What the exercise asks :: Leave out the pictures and copy the remaining records exactly.

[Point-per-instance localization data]
______
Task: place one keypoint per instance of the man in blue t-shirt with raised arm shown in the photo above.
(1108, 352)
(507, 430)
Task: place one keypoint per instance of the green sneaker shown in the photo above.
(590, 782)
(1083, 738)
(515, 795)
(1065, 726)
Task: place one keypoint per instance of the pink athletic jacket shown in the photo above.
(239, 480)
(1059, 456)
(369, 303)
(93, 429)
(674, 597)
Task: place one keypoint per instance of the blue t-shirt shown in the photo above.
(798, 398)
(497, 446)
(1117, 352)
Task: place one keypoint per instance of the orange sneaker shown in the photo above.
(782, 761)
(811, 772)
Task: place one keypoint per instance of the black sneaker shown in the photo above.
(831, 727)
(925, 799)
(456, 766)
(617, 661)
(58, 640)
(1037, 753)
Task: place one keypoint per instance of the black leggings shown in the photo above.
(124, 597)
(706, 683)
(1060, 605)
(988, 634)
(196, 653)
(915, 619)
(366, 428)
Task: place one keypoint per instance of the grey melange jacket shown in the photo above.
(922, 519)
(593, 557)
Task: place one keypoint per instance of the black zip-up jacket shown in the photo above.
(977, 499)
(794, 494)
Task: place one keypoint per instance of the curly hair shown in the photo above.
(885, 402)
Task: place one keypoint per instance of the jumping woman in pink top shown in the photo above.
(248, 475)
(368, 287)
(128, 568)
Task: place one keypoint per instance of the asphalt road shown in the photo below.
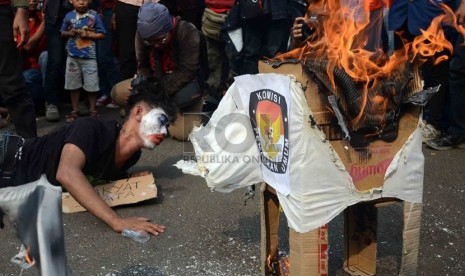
(215, 234)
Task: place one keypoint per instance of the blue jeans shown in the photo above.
(107, 67)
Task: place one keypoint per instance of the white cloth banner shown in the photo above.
(267, 102)
(320, 186)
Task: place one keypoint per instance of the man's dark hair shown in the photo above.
(151, 92)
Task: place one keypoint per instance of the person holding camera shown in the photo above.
(168, 49)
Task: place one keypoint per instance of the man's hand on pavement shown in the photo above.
(137, 223)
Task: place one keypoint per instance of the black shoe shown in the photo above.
(447, 142)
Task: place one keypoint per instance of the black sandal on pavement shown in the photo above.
(71, 117)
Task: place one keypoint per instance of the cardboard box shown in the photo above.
(367, 174)
(120, 192)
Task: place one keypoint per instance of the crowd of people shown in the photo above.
(133, 53)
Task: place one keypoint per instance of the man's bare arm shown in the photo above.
(71, 177)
______
Output of the exercise ::
Task: place one keypoint per instance of the man in blue t-shirt with raised arm shown in the photo above.
(1108, 352)
(507, 430)
Task: place one keypoint per instance of the green sneaker shown in the photo above.
(590, 782)
(1083, 738)
(515, 795)
(1065, 726)
Task: place one keypoint per instance of the pink athletic jacket shown in the photo above.
(239, 480)
(1059, 456)
(369, 303)
(93, 429)
(674, 597)
Task: place one keypoint per instance of the blue t-shirt shown in the photo above.
(798, 398)
(497, 446)
(1117, 352)
Task: place one keypoint per instance of the orange sneaker shown in the photo above.
(782, 761)
(811, 772)
Task: place one keypoint per instance of the black sneaker shown in the photo above.
(831, 727)
(925, 799)
(456, 766)
(617, 661)
(58, 640)
(1037, 753)
Task: place one keypoint per instance of the black leggings shown in the photo above.
(124, 597)
(706, 683)
(1060, 605)
(988, 634)
(196, 653)
(915, 619)
(366, 428)
Task: place one keypoint per instance of the grey melange jacket shown in the photo above.
(922, 519)
(593, 557)
Task: place one keypoint per instance of the black zip-up jacket shown in the photo above.
(977, 499)
(794, 494)
Task: place one keypoint per instance of the curly hair shown in the photo above.
(885, 402)
Task: place one keypoint per instance of the jumping woman in pink top shown in the photo above.
(248, 475)
(368, 287)
(128, 568)
Task: place one keypoint per instance of the asphalt road shown in the photo below.
(215, 234)
Task: place one keypoint per instance of the blue jeans shown in the photo above.
(107, 67)
Task: place one keypoint per instance of the white cloth banner shown in the photo above.
(267, 102)
(320, 186)
Task: place one keypoint per instance of the man's dark hair shown in the photo above.
(151, 92)
Task: place one keypoint per instance of the person holding camera shown in the photo above.
(168, 49)
Task: place one keypoint per instance of the man's hand on pavement shown in the photo above.
(137, 223)
Task: place one keypoint per instance of the black shoe shown in the photo above.
(447, 142)
Task: place one keypoint per instance of the black sandal on pavement shown in the photo above.
(71, 117)
Task: place one keypoint per instance of the cardboard box shown in the photo above.
(367, 174)
(120, 192)
Task: place one keypoint per instance of the crowd of people shown in the photo above.
(133, 53)
Task: place one keypoint per instance of the man's bare arm shown in the photo above.
(71, 177)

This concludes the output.